# MATERIAL FOR THE TASK start
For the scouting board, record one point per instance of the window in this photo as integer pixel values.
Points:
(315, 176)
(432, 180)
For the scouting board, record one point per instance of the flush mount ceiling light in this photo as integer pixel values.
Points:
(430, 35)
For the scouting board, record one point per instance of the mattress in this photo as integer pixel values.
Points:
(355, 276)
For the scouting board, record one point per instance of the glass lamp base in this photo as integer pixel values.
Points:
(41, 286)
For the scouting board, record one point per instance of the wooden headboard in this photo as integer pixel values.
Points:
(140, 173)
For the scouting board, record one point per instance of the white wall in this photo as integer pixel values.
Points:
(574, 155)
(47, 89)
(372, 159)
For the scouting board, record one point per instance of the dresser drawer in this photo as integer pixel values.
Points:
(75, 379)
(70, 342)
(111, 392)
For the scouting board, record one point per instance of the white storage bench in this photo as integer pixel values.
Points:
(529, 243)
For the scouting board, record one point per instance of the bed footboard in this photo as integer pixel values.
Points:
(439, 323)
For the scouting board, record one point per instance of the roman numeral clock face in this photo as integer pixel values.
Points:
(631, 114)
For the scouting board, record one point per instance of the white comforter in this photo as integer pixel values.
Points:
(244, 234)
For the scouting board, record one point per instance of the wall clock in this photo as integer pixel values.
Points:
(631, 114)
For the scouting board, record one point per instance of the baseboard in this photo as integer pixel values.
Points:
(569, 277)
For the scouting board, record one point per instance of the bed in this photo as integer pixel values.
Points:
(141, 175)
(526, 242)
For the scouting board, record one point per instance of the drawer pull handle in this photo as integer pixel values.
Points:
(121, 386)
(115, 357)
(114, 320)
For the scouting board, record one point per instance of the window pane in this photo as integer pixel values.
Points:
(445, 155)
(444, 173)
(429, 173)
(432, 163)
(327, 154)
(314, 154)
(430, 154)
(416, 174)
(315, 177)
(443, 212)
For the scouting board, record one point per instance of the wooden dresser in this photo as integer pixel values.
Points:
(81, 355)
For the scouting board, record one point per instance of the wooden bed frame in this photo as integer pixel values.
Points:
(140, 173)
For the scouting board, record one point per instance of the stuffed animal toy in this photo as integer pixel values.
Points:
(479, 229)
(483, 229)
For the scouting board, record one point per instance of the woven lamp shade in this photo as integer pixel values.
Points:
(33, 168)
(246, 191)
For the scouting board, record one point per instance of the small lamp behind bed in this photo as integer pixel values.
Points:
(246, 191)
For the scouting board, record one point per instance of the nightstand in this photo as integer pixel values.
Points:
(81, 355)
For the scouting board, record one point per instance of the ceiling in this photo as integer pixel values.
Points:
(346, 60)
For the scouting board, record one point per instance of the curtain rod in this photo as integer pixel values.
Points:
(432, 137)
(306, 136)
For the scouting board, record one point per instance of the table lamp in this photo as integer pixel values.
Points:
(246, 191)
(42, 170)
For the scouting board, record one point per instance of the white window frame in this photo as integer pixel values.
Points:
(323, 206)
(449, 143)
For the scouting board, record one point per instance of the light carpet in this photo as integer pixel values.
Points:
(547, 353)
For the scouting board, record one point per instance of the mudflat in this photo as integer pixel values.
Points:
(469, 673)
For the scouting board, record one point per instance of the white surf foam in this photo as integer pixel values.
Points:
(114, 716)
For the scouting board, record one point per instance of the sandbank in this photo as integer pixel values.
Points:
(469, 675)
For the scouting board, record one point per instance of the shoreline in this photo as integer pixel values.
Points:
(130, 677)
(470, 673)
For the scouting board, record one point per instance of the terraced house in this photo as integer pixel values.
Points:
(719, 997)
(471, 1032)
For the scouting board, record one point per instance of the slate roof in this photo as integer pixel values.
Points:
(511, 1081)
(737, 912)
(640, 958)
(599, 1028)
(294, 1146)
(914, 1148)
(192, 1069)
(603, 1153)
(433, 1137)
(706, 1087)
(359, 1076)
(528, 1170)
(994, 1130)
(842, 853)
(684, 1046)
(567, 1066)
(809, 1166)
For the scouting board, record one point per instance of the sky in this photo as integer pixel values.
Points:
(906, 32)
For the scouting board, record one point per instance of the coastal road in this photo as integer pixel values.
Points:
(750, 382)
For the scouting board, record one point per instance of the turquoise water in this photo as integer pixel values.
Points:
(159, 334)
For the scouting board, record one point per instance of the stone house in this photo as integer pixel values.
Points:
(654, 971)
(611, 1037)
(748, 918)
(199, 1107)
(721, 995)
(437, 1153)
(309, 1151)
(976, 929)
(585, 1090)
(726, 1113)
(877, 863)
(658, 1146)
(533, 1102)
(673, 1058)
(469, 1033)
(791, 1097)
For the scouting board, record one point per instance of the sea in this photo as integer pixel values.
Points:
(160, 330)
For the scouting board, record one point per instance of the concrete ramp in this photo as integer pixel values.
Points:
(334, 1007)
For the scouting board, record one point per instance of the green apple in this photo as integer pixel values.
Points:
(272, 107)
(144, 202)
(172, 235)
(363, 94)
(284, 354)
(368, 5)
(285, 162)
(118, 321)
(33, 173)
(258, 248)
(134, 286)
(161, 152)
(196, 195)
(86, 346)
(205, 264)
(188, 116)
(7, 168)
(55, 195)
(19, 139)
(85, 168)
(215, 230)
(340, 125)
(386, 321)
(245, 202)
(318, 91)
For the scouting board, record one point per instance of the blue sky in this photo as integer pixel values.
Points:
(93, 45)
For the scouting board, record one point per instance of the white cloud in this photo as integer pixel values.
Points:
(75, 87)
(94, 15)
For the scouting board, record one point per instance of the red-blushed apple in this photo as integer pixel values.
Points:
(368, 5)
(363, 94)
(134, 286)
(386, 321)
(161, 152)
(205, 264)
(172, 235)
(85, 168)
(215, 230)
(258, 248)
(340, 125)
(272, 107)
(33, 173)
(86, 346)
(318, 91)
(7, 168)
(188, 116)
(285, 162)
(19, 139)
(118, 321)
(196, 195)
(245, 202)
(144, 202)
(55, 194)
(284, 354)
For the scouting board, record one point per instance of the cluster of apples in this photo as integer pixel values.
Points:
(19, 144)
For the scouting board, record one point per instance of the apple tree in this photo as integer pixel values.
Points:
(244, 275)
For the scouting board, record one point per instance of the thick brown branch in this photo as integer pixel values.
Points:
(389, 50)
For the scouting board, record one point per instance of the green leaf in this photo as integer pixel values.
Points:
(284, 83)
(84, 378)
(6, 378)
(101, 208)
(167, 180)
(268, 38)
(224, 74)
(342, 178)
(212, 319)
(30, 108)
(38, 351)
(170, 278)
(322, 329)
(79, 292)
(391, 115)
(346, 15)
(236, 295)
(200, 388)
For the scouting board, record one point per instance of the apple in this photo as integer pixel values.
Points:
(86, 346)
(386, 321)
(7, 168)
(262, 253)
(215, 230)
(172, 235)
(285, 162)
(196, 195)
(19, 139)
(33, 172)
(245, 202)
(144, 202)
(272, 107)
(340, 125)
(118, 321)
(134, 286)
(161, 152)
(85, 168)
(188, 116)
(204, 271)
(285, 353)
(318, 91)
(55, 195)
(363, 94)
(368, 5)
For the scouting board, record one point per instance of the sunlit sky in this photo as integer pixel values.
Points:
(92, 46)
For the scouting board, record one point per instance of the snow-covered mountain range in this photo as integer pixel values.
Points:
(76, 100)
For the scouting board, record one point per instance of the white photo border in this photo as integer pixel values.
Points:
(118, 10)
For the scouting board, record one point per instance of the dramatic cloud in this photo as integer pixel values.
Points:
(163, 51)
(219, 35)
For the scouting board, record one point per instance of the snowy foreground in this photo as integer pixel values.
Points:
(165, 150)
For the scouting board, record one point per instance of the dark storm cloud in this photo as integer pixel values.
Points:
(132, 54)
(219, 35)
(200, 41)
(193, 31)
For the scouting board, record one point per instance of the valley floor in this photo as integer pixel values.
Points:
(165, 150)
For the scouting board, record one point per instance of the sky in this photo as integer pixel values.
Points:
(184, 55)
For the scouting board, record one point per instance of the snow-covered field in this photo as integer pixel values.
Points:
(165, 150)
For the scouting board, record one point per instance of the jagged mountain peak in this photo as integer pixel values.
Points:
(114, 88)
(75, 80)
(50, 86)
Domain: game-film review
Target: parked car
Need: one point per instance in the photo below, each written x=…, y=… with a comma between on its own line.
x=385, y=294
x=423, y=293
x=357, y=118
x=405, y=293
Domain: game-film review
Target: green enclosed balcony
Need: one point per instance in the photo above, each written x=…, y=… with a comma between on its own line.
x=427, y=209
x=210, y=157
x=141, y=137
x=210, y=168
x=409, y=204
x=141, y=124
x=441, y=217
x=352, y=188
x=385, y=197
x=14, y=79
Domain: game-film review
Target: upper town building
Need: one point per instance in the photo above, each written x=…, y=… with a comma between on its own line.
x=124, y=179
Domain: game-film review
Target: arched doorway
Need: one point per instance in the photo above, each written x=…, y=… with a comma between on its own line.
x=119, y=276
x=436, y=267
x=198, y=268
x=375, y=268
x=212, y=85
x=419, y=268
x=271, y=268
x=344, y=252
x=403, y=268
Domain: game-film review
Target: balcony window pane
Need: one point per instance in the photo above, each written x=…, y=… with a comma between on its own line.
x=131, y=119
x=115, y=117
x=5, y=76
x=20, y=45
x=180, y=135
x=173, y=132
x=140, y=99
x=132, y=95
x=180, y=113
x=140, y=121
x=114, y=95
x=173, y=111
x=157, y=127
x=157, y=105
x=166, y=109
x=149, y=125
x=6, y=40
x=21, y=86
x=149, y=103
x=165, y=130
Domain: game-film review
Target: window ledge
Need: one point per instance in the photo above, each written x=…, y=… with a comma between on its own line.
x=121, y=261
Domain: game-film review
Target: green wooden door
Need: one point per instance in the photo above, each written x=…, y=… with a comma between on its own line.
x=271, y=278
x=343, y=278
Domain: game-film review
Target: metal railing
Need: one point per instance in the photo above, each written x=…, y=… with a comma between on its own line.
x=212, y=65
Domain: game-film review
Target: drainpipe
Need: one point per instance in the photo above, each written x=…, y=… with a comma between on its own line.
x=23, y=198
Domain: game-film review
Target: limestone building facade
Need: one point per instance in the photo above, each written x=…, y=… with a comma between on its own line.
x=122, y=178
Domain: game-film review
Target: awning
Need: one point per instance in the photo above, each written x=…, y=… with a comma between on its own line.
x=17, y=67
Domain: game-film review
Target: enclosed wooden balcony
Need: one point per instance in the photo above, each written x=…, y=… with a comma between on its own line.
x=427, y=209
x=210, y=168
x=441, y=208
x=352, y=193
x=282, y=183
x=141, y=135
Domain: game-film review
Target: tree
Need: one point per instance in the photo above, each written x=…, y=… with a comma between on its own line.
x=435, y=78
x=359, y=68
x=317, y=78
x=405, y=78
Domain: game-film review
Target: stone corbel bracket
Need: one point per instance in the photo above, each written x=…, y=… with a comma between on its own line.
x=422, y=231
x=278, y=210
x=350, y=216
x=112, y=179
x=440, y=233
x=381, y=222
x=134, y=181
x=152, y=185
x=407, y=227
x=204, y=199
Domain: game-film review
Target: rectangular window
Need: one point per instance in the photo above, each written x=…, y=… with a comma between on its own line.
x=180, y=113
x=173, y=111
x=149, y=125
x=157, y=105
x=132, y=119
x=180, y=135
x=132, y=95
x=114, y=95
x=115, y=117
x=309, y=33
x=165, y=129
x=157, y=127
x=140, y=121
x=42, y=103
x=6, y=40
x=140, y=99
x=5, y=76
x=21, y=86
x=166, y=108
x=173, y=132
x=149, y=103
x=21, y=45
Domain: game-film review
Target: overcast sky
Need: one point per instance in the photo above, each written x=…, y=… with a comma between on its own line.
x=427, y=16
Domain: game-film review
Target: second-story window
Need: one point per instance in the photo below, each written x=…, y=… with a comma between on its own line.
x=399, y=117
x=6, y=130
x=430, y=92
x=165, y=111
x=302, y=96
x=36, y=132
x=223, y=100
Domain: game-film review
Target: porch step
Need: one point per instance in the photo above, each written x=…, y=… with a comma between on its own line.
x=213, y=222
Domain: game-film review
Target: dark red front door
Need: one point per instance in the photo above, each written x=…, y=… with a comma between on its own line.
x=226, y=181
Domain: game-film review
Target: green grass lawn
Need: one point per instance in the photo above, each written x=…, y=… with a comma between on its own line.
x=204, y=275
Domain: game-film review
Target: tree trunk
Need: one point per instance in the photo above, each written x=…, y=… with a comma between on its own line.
# MATERIAL FOR THE TASK end
> _EXERCISE DESCRIPTION_:
Convert the rows from the line containing "ramp in this photo as integer pixel values." through the line containing "(334, 1007)" into a numbered list, omitting any blank lines.

> _SOLUTION FOR THIS EXERCISE_:
1. For the scouting board, record one point per instance of the concrete ramp in this photo as integer pixel values.
2. Points:
3. (334, 1007)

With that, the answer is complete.